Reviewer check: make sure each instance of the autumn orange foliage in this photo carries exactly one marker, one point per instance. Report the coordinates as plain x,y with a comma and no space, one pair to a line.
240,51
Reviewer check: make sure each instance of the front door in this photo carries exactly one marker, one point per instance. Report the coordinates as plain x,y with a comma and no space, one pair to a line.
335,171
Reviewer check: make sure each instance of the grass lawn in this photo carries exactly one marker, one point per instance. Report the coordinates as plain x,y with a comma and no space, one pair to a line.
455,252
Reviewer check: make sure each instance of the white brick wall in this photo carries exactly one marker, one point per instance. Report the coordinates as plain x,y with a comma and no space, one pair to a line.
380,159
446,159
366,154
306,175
■ ■ ■ ■ ■ ■ ■
Once more, write out the records exactly as they are.

Reviewer check: make sure each instance of the autumn orange foliage in this photo carries exactly one marker, one point per instance. Report the coordinates as plain x,y with a comma and no space, one pair to a line.
240,51
Reviewer check: make sure each instance of the front door in this photo carries exactly one marker, one point per instance. Report the coordinates as plain x,y with a comma and no space, one pair to a line.
335,171
Reviewer check: make sure each instance of the grass lawn in this photo carries exactly one marker, one point per instance. Report the coordinates as plain x,y with a comma and no space, one pair to a line.
455,252
Reviewer check: make sure each instance of the white brick wall in this photo carries exactly one marker, one point per instance. Report the coordinates as plain x,y with a comma and no space, one pair to a line.
380,159
446,159
366,154
306,175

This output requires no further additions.